### GOAL OF THE EXERCISE:
Copy each line of the data beneath in which the word "planks" appears.

(Point localization data)

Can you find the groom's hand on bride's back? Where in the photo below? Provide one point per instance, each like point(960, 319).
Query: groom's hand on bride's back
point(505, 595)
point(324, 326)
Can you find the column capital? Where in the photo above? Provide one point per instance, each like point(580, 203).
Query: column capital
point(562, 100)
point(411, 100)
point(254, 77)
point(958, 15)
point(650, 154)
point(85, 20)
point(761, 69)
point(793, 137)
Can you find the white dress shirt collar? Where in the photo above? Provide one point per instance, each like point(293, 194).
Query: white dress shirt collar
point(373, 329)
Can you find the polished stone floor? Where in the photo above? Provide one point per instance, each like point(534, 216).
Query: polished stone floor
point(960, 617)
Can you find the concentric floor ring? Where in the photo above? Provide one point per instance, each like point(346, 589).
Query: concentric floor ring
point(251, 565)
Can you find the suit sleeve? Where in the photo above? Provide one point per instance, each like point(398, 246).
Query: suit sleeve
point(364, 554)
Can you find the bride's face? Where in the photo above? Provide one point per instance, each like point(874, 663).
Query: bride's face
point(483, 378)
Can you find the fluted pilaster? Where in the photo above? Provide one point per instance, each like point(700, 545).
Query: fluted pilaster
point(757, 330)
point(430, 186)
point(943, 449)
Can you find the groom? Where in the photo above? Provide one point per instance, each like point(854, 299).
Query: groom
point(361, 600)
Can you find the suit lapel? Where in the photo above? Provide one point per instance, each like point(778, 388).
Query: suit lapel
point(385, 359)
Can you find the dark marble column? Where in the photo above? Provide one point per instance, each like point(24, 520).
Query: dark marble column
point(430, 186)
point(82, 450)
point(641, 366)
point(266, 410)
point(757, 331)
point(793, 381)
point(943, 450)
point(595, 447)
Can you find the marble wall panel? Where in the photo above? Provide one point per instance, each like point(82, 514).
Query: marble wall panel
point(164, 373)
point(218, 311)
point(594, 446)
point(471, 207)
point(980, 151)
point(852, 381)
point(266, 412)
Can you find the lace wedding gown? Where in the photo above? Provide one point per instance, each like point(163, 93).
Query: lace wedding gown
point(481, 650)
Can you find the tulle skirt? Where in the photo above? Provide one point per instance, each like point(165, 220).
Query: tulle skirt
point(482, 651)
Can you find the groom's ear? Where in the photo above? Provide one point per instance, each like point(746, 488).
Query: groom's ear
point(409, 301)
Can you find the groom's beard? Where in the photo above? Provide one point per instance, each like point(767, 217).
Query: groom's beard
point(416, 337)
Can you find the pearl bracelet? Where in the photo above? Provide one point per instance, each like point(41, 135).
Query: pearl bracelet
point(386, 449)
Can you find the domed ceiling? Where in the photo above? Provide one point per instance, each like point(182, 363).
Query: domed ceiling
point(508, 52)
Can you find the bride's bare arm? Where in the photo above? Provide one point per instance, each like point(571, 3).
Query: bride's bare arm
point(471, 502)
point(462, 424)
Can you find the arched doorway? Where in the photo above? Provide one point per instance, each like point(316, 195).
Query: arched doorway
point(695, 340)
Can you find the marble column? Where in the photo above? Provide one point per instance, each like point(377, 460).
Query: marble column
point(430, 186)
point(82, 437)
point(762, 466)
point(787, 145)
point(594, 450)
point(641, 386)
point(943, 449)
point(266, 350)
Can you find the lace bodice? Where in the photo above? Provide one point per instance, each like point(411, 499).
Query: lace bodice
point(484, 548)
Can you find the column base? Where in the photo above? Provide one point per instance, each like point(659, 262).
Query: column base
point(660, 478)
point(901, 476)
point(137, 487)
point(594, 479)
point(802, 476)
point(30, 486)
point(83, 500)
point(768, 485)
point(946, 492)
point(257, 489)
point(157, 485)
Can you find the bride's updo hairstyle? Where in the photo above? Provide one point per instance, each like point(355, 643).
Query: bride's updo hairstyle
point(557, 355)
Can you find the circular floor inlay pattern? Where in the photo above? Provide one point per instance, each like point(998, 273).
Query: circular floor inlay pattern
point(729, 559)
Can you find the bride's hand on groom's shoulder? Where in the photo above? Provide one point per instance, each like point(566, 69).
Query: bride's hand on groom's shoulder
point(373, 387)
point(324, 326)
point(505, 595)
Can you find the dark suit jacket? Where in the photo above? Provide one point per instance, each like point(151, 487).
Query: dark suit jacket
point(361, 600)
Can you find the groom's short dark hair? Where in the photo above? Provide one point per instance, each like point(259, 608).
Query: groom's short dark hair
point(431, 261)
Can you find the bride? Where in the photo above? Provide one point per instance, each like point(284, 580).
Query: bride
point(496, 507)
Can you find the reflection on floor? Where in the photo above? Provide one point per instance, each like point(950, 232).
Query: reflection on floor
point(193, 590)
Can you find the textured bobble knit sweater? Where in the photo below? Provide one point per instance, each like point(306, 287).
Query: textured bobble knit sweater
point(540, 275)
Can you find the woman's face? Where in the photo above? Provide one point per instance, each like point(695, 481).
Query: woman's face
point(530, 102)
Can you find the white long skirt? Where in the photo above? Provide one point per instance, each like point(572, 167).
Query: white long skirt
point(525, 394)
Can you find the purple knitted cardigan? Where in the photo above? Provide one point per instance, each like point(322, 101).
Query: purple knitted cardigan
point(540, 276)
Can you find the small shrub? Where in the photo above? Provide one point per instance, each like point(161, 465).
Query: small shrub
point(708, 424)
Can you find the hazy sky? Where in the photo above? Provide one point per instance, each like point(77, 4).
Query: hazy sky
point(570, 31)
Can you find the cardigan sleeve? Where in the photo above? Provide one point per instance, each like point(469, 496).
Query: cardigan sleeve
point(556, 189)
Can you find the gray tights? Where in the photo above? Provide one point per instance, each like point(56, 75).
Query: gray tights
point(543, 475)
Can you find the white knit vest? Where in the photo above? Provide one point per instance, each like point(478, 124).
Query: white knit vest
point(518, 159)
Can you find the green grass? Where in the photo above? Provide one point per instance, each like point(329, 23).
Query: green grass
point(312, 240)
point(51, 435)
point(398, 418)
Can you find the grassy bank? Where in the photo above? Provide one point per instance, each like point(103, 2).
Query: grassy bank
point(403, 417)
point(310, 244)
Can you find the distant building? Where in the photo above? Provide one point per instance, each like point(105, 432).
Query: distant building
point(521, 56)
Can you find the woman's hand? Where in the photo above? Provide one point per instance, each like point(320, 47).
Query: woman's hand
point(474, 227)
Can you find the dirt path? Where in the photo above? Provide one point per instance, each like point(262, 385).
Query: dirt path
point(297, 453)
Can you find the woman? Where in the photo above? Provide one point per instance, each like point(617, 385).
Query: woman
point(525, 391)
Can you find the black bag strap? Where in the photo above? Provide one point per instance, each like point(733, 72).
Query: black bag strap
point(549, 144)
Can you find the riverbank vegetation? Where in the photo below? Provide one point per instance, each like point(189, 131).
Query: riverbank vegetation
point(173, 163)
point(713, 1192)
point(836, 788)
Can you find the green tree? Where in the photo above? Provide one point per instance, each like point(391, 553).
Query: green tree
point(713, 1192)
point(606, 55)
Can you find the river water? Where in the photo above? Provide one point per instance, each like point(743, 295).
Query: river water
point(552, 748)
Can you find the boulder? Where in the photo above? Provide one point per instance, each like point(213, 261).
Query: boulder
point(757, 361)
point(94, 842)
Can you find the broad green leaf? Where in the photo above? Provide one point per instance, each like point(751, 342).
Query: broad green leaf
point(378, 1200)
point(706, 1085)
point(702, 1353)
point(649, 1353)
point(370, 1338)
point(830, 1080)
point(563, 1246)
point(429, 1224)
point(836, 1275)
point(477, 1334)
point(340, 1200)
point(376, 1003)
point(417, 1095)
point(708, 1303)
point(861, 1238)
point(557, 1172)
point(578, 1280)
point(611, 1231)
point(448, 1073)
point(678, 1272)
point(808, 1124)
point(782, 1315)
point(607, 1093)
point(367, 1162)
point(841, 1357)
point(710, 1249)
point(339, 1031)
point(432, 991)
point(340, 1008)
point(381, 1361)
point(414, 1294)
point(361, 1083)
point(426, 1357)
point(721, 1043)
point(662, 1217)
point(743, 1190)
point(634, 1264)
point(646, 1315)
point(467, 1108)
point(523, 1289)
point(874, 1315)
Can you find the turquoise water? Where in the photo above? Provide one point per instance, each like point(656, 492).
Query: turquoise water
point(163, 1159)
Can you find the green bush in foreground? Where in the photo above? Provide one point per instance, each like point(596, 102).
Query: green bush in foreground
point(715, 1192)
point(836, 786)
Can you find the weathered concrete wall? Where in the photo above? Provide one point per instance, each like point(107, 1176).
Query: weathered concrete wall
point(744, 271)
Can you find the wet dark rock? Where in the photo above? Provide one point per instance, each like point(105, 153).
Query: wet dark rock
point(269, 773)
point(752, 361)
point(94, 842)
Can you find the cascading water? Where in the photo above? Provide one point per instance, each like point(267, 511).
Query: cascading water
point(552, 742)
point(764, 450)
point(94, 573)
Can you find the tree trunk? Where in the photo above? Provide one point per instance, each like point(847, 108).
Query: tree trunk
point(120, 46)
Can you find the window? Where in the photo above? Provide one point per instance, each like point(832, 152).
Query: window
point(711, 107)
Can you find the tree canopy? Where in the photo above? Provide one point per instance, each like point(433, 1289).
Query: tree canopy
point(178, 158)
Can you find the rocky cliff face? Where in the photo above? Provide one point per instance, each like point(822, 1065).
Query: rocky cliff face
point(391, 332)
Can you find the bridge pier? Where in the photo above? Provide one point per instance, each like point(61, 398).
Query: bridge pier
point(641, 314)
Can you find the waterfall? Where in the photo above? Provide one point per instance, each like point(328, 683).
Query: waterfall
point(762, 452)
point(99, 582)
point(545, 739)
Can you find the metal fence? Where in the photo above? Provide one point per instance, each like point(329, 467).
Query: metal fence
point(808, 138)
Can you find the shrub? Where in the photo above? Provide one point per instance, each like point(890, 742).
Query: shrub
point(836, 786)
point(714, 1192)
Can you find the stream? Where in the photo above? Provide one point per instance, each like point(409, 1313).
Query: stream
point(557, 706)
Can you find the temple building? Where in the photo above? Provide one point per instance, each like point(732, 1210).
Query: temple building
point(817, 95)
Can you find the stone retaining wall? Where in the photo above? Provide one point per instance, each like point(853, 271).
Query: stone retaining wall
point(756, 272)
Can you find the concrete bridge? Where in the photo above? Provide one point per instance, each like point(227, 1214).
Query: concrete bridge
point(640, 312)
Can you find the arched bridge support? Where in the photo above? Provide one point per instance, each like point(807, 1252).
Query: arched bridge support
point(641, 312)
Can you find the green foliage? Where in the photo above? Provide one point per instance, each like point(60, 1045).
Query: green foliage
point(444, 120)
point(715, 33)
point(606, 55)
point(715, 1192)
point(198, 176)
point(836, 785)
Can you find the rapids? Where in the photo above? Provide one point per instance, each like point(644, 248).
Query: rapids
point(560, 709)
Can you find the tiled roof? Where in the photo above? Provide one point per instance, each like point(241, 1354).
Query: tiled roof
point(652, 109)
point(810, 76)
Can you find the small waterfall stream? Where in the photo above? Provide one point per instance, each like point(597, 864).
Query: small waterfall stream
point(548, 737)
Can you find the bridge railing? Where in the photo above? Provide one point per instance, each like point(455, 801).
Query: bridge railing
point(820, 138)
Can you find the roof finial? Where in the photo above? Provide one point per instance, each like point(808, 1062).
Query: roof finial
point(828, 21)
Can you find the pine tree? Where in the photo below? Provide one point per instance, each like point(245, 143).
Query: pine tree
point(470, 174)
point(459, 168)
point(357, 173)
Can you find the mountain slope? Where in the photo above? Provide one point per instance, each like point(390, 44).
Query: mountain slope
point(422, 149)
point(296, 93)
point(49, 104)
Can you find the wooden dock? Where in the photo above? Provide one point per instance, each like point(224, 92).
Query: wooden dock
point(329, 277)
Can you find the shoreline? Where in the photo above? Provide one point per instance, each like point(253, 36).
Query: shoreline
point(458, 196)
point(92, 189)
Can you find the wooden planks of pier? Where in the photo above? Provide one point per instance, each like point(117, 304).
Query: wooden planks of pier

### TASK SOLUTION:
Can you find the wooden planks of pier? Where in the photo above? Provide one point per instance, each like point(117, 304).
Query: wooden planks of pier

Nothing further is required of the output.